The records below must be retyped exactly.

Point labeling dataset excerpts

━━━━━━

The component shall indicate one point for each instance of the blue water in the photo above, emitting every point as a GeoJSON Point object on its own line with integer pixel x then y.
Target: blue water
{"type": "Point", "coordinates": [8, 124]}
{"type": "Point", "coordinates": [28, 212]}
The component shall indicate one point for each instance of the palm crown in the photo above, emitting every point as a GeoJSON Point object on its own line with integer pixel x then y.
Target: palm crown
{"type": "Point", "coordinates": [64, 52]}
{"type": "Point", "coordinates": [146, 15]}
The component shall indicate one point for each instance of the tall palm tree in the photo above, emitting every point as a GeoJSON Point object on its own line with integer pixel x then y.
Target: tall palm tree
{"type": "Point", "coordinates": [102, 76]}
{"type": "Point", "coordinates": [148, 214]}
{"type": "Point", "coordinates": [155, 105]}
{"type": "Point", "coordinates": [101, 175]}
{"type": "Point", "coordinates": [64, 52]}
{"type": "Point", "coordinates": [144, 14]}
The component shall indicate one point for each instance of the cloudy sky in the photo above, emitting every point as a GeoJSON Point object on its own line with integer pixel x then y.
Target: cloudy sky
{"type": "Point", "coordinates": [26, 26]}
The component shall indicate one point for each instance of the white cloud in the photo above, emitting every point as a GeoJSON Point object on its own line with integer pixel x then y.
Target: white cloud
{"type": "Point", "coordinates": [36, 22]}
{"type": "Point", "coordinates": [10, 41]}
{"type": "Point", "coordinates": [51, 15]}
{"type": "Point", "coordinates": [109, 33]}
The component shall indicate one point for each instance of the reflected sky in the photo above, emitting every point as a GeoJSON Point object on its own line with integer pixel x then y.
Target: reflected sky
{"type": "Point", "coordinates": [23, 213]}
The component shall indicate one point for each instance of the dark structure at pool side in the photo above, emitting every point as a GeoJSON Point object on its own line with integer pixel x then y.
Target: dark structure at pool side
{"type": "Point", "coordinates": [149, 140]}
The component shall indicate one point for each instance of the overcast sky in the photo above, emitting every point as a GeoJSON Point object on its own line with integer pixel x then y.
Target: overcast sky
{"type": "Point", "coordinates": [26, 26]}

━━━━━━

> Full solution:
The component shall indicate one point for each instance of the blue water in the photo above, emitting every point as a GeoJSON Point object on its own line with integer pixel x then y.
Target: blue water
{"type": "Point", "coordinates": [8, 124]}
{"type": "Point", "coordinates": [28, 212]}
The component shall indicate one point for each instance of the palm crown in the photo above, emitting every point as a GeoJSON Point object on its own line with integer pixel x then y.
Target: palm crown
{"type": "Point", "coordinates": [64, 52]}
{"type": "Point", "coordinates": [146, 15]}
The component shall indicate one point for each instance of the tall palm tree in the photo above, emitting every point as a GeoJSON Point object on its own line with integer pixel x then y.
Target: tall palm tree
{"type": "Point", "coordinates": [102, 76]}
{"type": "Point", "coordinates": [148, 214]}
{"type": "Point", "coordinates": [155, 105]}
{"type": "Point", "coordinates": [101, 175]}
{"type": "Point", "coordinates": [64, 52]}
{"type": "Point", "coordinates": [144, 14]}
The component shall indicate one point for each instance of the cloudy sky in the photo above, emitting every point as a GeoJSON Point object on its own line with integer pixel x then y.
Target: cloudy sky
{"type": "Point", "coordinates": [26, 26]}
The component shall indicate one point for each instance of the white cloud in the photo above, emitting every point as a GeoJSON Point object on its own line with integer pixel x then y.
Target: white cloud
{"type": "Point", "coordinates": [36, 22]}
{"type": "Point", "coordinates": [10, 41]}
{"type": "Point", "coordinates": [51, 15]}
{"type": "Point", "coordinates": [109, 33]}
The component shall indicate one point for each instance of the reflected sky in the photo above, emitting every point as a GeoJSON Point object on its own line with integer pixel x then y.
Target: reflected sky
{"type": "Point", "coordinates": [23, 213]}
The component shall indicate one point for each instance of the dark structure at pool side in the photo above, emitting every point as a GeoJSON Point object on its own line with integer pixel x then y.
Target: dark structure at pool side
{"type": "Point", "coordinates": [149, 140]}
The component shall indicate one point for each instance of the overcast sky in the photo above, emitting every point as a GeoJSON Point object on its own line with integer pixel x then y.
Target: overcast sky
{"type": "Point", "coordinates": [26, 26]}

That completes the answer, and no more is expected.